Carry on the text about St. John Villa Academy from the point where it ends.

→ Text block
>> BEGIN
St. John Villa Academy was a private, Roman Catholic School on Staten Island in New York, New York. Its senior high school was all girls, while the K-8 school was co-ed. The school was located within the Roman Catholic Archdiocese of New York. St. John Villa Academy, owned and operated by the Sisters of St. John the Baptist, was located on the east shore of Staten Island, in the Arrochar neighborhood, overlooking the Verrazzano–Narrows Bridge and Lower New York Bay.

It was operated by the Sisters of St. John the Baptist. St. John Villa Academy is located in Staten Island, New York, overlooking the Verrazzano Narrows Bridge. The elementary school had grades K-8, while the high school had grades 9–12. Enrollment in St. John Villa Academy was open to girls who have graduated from elementary school and who want a secondary level, college-preparatory education.

== History ==
St. John Academy was established in 1922 by the Sisters of St. John the Baptist. In September 1923, the Sisters opened a school called St. John's Novitiate and Boarding School. In June, 1926 the first class of students, numbering 24, graduated. In the early 1930s it was extended to the high school level.

The boarding school ceased operation in the 1970s. The main dormitory buildings can still be seen from Narrows Road South and were, in the school's later years, used as either classrooms or offices.
>> END
→ Entries from an annotation dataset
>> BEGIN
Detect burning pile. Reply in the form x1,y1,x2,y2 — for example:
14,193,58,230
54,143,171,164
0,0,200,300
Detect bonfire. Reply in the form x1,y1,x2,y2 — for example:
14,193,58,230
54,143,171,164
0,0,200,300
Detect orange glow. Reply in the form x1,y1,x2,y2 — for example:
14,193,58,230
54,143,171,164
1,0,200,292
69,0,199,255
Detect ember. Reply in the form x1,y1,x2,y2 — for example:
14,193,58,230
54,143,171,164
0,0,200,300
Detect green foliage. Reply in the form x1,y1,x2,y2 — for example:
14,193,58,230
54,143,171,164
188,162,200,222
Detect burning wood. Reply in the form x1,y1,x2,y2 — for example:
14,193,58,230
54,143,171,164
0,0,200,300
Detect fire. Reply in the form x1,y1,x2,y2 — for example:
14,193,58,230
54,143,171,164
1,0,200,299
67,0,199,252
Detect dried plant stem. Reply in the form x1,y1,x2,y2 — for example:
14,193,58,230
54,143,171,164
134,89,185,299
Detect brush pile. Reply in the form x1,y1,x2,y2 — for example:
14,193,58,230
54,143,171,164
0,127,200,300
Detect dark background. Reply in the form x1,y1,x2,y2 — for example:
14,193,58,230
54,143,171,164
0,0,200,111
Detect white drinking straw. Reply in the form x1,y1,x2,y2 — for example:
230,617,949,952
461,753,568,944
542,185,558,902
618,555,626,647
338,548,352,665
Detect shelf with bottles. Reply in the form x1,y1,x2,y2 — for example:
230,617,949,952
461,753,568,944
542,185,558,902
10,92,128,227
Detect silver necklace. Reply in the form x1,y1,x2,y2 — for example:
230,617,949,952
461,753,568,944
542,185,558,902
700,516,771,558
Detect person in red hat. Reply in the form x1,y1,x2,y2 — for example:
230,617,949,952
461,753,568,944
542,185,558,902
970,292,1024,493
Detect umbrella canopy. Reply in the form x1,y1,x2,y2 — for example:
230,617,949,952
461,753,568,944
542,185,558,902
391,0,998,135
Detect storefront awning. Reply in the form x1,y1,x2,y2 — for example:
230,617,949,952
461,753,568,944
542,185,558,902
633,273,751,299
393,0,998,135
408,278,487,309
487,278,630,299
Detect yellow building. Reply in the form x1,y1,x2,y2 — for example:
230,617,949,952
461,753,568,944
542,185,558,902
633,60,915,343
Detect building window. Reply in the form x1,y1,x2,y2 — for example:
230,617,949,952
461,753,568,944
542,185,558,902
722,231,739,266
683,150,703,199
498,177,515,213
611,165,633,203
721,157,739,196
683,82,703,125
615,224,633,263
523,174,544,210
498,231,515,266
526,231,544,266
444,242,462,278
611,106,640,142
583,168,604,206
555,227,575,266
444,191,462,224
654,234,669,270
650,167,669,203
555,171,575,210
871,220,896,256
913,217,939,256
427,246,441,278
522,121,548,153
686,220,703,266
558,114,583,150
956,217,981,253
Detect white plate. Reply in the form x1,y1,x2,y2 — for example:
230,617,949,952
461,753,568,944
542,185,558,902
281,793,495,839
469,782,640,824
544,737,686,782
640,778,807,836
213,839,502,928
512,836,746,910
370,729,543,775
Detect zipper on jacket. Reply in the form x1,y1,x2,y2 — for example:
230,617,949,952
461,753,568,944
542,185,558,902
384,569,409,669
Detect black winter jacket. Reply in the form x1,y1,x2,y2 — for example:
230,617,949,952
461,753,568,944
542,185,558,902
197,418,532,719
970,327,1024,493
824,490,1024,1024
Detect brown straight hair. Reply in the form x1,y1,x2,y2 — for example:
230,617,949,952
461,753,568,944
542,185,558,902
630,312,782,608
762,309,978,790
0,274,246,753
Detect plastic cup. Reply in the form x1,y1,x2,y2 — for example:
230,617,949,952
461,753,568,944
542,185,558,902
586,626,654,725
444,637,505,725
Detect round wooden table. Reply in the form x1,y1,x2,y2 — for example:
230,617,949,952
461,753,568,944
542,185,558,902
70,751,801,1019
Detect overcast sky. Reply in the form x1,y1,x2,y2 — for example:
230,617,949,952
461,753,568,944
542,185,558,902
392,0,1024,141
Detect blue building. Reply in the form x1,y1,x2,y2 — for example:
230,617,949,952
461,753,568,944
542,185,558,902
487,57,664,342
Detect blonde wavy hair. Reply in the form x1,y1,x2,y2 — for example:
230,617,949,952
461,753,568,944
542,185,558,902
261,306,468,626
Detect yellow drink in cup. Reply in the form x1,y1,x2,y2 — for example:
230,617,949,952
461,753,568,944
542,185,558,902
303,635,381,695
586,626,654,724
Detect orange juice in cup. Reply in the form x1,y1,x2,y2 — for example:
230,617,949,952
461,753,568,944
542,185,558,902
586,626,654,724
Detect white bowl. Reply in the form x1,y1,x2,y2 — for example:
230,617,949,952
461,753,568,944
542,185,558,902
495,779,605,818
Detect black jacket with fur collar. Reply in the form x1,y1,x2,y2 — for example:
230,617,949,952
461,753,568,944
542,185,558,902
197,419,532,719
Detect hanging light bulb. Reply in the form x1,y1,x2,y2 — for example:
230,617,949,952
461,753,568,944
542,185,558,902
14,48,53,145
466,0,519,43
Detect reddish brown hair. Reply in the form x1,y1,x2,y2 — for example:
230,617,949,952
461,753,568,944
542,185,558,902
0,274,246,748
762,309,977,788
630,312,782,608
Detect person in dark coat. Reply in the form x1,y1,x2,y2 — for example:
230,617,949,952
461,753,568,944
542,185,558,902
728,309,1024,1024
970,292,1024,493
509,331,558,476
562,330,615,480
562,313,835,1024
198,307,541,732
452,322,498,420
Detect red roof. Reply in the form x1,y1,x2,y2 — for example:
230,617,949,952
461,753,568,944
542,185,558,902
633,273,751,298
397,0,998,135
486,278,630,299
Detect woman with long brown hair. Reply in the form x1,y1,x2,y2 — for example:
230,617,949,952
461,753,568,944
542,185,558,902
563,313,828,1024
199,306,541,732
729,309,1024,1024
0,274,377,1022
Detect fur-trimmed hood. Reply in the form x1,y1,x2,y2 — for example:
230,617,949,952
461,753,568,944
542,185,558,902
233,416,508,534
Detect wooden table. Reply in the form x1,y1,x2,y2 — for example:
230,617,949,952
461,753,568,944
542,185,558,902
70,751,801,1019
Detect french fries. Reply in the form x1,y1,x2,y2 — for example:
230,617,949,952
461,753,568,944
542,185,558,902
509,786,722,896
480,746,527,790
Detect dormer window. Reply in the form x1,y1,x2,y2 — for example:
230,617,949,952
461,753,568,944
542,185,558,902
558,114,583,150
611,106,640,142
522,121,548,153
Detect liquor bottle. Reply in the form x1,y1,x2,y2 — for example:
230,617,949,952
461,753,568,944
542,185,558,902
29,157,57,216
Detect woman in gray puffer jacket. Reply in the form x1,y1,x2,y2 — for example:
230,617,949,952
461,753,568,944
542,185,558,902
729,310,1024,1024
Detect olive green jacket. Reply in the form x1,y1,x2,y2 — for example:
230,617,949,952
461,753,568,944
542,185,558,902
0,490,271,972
>> END
>> BEGIN
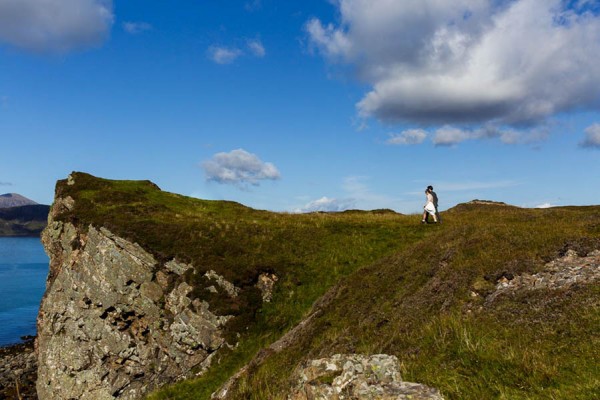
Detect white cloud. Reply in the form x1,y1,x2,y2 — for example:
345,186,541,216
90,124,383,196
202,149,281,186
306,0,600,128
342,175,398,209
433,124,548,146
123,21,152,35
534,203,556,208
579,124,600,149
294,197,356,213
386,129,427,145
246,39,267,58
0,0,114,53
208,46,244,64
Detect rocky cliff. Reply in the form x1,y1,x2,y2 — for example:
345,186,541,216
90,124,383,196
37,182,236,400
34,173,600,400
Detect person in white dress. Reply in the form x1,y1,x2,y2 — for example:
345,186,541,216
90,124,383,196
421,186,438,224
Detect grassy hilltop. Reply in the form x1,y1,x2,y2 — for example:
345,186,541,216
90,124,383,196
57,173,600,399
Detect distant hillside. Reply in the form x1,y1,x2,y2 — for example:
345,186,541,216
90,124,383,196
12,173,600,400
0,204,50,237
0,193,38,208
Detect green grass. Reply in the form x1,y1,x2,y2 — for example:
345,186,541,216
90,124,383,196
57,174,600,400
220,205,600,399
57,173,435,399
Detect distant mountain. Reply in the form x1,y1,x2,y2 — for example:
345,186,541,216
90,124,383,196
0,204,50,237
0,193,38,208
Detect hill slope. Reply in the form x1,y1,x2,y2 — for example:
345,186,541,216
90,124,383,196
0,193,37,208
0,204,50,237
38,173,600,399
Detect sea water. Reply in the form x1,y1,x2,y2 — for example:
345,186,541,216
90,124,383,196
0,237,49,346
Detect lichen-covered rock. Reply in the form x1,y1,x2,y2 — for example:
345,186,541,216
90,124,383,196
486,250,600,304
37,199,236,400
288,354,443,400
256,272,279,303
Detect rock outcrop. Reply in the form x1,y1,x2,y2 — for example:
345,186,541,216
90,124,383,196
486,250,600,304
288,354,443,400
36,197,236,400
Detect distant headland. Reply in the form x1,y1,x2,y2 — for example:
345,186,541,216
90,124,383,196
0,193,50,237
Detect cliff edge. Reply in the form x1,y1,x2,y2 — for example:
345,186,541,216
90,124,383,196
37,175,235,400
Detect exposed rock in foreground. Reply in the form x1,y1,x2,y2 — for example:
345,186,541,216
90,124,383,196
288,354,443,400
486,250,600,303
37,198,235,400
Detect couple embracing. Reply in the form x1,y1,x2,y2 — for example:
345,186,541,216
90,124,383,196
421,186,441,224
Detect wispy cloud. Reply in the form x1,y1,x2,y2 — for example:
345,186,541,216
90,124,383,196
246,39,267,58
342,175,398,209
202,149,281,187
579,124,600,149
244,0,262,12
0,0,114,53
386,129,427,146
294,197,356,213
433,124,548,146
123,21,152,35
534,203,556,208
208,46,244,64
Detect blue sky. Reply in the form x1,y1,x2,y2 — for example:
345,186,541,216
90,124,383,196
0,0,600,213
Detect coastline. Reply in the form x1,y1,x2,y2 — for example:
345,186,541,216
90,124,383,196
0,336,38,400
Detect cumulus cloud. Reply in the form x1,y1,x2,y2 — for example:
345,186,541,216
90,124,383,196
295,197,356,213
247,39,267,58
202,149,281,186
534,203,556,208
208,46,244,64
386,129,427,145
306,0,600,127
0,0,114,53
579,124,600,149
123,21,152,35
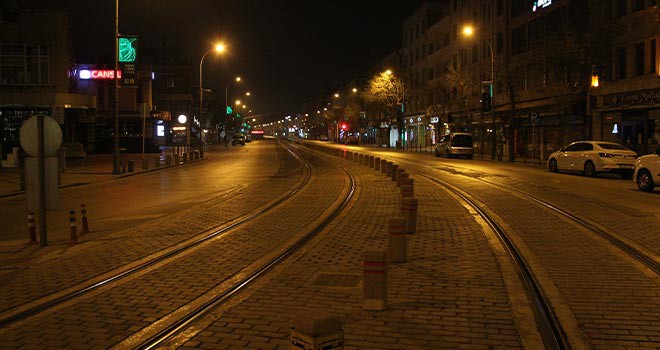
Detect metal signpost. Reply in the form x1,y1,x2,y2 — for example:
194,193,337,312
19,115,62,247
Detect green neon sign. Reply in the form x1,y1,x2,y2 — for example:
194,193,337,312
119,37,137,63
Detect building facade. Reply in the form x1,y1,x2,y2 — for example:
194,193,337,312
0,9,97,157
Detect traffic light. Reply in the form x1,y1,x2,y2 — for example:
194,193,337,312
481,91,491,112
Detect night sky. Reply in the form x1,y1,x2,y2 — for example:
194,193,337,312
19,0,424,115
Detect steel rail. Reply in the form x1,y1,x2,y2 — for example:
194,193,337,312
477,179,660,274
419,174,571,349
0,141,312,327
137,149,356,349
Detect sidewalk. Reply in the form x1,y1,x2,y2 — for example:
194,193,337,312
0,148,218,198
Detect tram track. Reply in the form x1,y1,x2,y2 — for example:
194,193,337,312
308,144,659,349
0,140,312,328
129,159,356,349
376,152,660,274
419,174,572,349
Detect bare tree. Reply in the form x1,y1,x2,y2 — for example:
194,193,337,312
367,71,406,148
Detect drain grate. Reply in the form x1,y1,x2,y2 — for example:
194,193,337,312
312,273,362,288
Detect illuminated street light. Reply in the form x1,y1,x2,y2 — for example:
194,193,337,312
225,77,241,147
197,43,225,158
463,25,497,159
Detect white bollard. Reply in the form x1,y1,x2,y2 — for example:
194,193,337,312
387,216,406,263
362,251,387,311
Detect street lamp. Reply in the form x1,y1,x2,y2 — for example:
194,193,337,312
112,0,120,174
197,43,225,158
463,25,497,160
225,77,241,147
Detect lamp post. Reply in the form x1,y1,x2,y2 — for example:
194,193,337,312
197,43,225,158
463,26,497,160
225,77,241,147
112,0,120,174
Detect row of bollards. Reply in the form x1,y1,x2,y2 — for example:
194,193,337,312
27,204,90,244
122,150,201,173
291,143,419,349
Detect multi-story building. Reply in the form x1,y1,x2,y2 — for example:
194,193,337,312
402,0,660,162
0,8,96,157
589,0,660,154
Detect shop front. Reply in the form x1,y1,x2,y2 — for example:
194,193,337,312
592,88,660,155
>> END
→ Response
On Saturday, January 26, 2014, Villa Senior Dorothy O'Neill became the newest member of the 1,000 point club during a basketball game against Bishop Kearney HS. The 5-foot-4 O'Neill, who finished with 17 points (three 3-pointers), became only the fourth Villa player to reach 1,000 career points. She joins Christie Marrone, Nicole Capurso and Stephanie Klingele on the Bears' list of highest scorers.

In its final year, 2018, it had 214 K-8 students and 510 high school students. St. John Villa Academy Elementary School and St. John Villa Academy High School closed at the end of the 2017–2018 academic year. Lack of adequate personnel and faculty, a declining enrollment, and growing maintenance expenses of an aging facility forced the closure. The City bought the campus for use as a New York City public school. There were 76 students in the final graduating class. The school closed in June of that year.

== Campus ==
The school had a chapel and an elementary school facility dating from 1937 and 1931, respectively. A construction project broke ground in December 2004 and was completed in September 2006. Villa added a new building. As a result of high enrollment, SJVA developed a campus facility plan that would renovate existing buildings and increase the amount of space in the high school. Specifically, several of the oldest buildings on campus have proved unable to meet the space and program needs of faculty and students. In order to maintain programs and to expand other areas of the curriculum, SJVA proposed a $5 million renovation and construction project. The new classrooms were to be provided with "T1" Internet access lines. Of the $5 million in renovation and construction, $1 million must be raised from a capital campaign.

The School campus had grown. Additions include the construction of the current elementary school building in 1931, of a new chapel in 1938, of the high school building in 1957, and in the mid-1980s, of the gym.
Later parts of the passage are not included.